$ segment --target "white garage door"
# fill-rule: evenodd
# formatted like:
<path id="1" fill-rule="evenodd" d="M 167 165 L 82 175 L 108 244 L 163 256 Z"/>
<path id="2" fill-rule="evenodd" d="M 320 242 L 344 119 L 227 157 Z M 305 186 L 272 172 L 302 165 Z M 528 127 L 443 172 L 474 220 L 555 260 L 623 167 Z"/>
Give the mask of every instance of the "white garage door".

▬▬▬

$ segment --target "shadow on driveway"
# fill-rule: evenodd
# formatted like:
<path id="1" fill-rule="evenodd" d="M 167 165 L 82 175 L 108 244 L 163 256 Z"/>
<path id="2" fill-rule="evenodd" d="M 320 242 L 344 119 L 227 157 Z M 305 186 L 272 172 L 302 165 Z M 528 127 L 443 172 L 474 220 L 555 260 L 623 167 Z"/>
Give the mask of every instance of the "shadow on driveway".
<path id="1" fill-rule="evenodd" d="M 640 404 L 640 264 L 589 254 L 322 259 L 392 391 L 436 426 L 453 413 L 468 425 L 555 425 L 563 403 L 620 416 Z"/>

▬▬▬

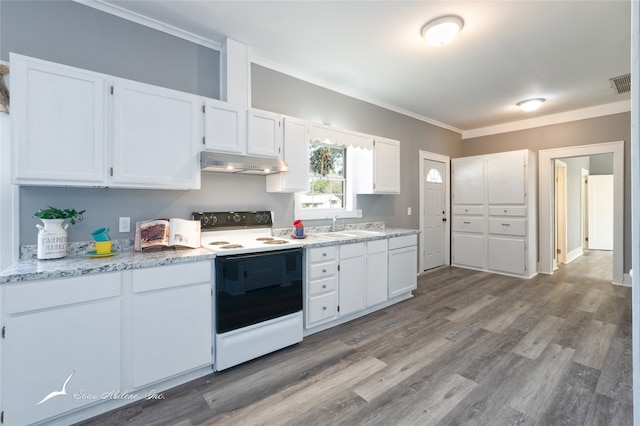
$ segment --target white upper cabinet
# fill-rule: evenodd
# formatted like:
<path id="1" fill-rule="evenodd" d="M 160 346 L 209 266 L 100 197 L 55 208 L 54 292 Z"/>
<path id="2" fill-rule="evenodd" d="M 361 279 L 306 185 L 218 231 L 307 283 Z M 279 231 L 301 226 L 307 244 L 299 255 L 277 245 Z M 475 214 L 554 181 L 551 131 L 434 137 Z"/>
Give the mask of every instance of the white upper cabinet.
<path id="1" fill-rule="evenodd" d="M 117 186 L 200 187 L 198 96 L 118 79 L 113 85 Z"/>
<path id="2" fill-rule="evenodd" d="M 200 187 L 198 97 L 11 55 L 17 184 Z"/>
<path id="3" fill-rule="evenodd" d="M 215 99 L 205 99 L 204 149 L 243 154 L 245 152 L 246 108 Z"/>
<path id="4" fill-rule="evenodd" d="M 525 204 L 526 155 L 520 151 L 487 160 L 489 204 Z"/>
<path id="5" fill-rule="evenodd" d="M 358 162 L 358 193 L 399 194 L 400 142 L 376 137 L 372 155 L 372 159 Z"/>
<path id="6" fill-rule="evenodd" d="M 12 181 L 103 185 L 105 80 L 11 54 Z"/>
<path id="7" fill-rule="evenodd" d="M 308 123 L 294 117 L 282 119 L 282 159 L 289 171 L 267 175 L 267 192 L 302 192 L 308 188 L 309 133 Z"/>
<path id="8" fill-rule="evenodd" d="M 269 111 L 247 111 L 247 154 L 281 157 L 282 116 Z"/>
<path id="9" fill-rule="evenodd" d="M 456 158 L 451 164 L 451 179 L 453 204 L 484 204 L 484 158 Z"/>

▬▬▬

DESCRIPTION OF THE TASK: Scan the entries above for the word "garage", then copy every line in which it occurs.

EXPECTED ANSWER:
$ segment --target "white garage door"
Give the mask of every instance of the "white garage door".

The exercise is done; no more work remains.